BERKELEY, CA (UroToday.com) - The advent of second generation antipsychotics has changed the practice of psychiatry in the last two decades. Antipsychotic use in the U.S. increased from 6.2 million (M) treatment visits in 1995 to 16.7M visits in 2006. This increase is in part due to the expansion in indications beyond the schizophrenia spectrum. Overall, antipsychotic use for indications without FDA approval increased from 4.4M visits in 1995 to 9.0M in 2008. The estimated cost associated with off-label use in 2008 was US$6.0 billion. Several regulatory agencies and researchers caution that the benefits of widening atypical antipsychotic use should be weighed against their cost and incomplete nature of available evidence as to efficacy and safety. One of the less researched risks associated with long-term antipsychotic exposure is the development of malignancy. The enormity of use of antipsychotic agents is nowadays acknowledged and thus, any possible adverse effects or involvement in changes in the risk of cancer affects a large and exposed cohort in our population.
^^^^^^^^^^^^^^^^
§ **TASKS TO COMPLETE**:
1 > From the passage on antipsychotic use, list every figure given for numbers of treatment visits, each with its year.
2 > Write the next few sentences of the passage on antipsychotic use and cancer risk, picking up after its last sentence.
^^^^^^^^^^^^^^^^
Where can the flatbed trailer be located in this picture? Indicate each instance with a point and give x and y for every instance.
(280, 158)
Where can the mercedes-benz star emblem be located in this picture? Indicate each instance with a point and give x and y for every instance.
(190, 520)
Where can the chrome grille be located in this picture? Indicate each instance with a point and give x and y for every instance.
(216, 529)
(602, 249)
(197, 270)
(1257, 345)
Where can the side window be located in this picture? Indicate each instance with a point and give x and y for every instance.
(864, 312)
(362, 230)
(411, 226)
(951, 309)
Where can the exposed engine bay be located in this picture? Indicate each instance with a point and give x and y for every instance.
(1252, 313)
^^^^^^^^^^^^^^^^
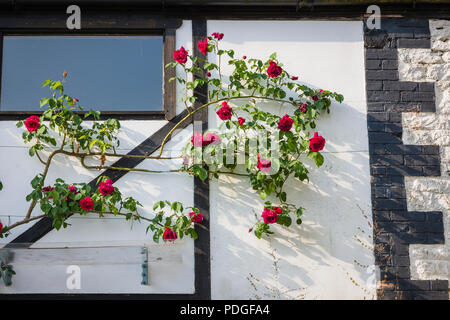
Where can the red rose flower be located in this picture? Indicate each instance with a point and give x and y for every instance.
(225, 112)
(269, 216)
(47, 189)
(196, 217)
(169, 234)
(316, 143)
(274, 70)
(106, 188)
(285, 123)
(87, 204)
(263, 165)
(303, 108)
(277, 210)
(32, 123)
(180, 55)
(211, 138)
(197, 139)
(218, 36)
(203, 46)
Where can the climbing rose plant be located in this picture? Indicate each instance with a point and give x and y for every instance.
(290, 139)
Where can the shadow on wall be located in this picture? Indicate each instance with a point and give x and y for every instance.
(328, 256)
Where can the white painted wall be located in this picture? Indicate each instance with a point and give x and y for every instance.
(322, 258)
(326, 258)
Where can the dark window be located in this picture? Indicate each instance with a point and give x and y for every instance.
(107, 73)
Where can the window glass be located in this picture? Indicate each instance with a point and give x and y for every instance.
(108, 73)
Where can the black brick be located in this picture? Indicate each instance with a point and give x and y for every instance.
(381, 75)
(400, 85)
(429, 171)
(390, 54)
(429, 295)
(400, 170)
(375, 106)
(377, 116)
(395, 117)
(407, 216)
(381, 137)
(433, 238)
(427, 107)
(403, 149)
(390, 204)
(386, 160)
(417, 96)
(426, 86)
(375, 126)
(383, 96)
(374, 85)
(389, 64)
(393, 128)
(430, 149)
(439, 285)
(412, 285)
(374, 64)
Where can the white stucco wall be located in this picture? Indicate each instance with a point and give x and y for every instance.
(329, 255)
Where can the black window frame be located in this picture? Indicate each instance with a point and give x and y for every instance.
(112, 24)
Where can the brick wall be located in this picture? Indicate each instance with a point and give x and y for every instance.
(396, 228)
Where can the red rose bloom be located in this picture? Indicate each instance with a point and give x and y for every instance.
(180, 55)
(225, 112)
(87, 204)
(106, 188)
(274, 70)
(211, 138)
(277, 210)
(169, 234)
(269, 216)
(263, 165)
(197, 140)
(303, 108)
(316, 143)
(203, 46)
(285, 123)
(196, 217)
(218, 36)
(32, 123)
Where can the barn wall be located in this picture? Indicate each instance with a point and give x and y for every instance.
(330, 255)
^^^^^^^^^^^^^^^^
§ **RESPONSES TO THE EXERCISE**:
1 > 6.2 million visits in 1995 (all antipsychotic use), 16.7 million visits in 2006 (all antipsychotic use), 4.4 million visits in 1995 (use without FDA approval), 9.0 million visits in 2008 (use without FDA approval)

2 >
Recent work established that schizophrenia is associated with a higher rate of premature mortality than observed in the general population; excess mortality is 2 to 3 times higher and the life expectancy is 20% shorter. Moreover, the mortality gap between the general population and patients with schizophrenia has widened in recent decades. Suicide, which is the main cause of this excess mortality, is nevertheless not sufficient to explain this excess. Schizophrenic patients suffer higher rates of somatic illnesses. In one of the largest prospective studies to date (N=3,470) a cohort of patients with schizophrenia was followed for 11 years. The mortality rate was nearly 4-fold higher than in the general population. Cancer was the second most frequent cause of mortality, with a global standardized mortality ratio of 1.9.
Antipsychotics-induced hyperprolactinemia, a presumed risk factor for prostate cancer, obesity, smoking, and alcohol abuse in this group confer additional risk. Coupled with limited access and use of medical care, characteristic of patients suffering from schizophrenia, make research into the association between hyperprolactinemia and prostate cancer a medical and public health priority.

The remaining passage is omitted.